» **Required task 1**
Count how many lines of the entries contain the string "shrub". Reply with the number alone.

» **Document text**

— start —

- Screenshot of the Windows DVD Maker start page
- Developer: Microsoft
- Release: November 30, 2006; 19 years ago
- Final release: August 15, 2016; 10 years ago (v16.4.3528.0331) / September 21, 2020; 5 years ago
- Included with: Windows Vista and Windows 7
- Type: DVD authoring
- Website: www.microsoft.com/windows/products/windowsvista/features/details/dvdmaker.mspx

= Windows DVD Maker =

Discontinued DVD authoring program

Windows DVD Maker is a discontinued DVD authoring application developed by Microsoft introduced in Windows Vista, available in the Home Premium and Ultimate editions of Windows Vista for users to create slideshows and videos for playback on media devices including DVD players and the Xbox 360 home video game console. It is also available in the Home Premium, Professional, Enterprise, and Ultimate editions of Windows 7, but it is no longer available as of the release of Windows 8.

DVD Maker was officially discontinued by Microsoft on July 26, 2022, and it was replaced by Video Editor (formerly Microsoft Story Remix) which was built in with Microsoft Photos on Windows 10.

DVD Maker features an Aero Wizard-style user interface and includes customizable effects and transitions for slide shows and videos, which are Direct3D hardware accelerated and require the Windows Display Driver Model. Developers can create new effects, styles, and transitions through a software development kit, which include options for project user interface personalization. DVD Maker includes a number of command line options and integrates with other applications in Windows Vista including Windows Media Center, Windows Media Player, Windows Movie Maker, and Windows Photo Gallery. DVD Maker—as well as Windows Media Center and Windows Media Player—can be removed from Windows 7, where Windows Movie Maker is also no longer available in favor of Windows Essentials.

==History==
DVD Maker was reported by Paul Thurrott during the WinHEC 2003, who said Windows Vista (codenamed "Longhorn") would support DVD movie creation "through an independent application, and not through the shell." This detail was accompanied by reports that Windows Vista would also support all major DVD packet writing formats such as Mount Rainier, and would eliminate the "staging and burning" steps while writing to optical media—files copied to optical media could instead be written immediately, or managed later—making DVDs equivalent to flash storage. The Live File System enables this latter feature.

DVD Maker is available in Windows 7 as an optional application installed by default; it is no longer available as of the release of Windows 8.

— end —

» **Given data**
— start —

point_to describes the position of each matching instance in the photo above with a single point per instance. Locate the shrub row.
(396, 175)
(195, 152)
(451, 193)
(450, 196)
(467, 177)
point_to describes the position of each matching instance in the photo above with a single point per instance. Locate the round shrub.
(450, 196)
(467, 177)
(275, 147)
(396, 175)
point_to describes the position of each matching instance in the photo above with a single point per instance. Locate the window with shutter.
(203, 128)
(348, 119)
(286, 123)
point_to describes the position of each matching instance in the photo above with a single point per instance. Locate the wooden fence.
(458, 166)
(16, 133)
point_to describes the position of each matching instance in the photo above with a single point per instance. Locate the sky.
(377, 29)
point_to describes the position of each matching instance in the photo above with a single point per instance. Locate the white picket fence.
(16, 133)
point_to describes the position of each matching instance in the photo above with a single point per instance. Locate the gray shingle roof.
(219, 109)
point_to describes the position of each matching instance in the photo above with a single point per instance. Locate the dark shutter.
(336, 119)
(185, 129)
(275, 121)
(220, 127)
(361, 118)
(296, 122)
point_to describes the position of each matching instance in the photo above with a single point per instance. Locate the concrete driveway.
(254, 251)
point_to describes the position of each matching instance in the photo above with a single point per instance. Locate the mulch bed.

— end —
— start —

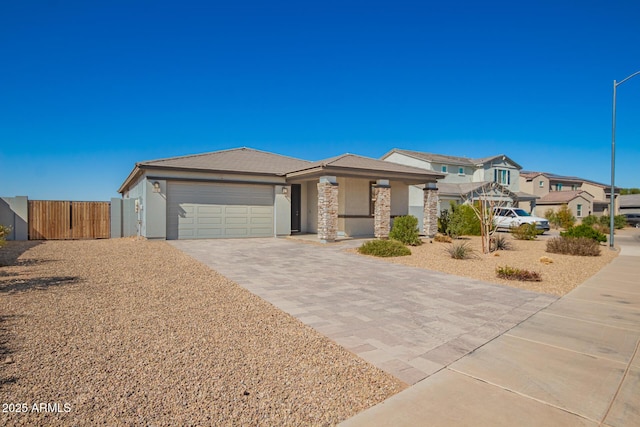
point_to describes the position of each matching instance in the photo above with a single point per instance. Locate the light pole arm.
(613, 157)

— end —

» **Required task 2**
Reproduce the Windows DVD Maker article word for word, from "Discontinued DVD authoring program" down to "on Windows 10.".

» **Exercise output 1**
2

» **Exercise output 2**
Discontinued DVD authoring program

Windows DVD Maker is a discontinued DVD authoring application developed by Microsoft introduced in Windows Vista, available in the Home Premium and Ultimate editions of Windows Vista for users to create slideshows and videos for playback on media devices including DVD players and the Xbox 360 home video game console. It is also available in the Home Premium, Professional, Enterprise, and Ultimate editions of Windows 7, but it is no longer available as of the release of Windows 8.

DVD Maker was officially discontinued by Microsoft on July 26, 2022, and it was replaced by Video Editor (formerly Microsoft Story Remix) which was built in with Microsoft Photos on Windows 10.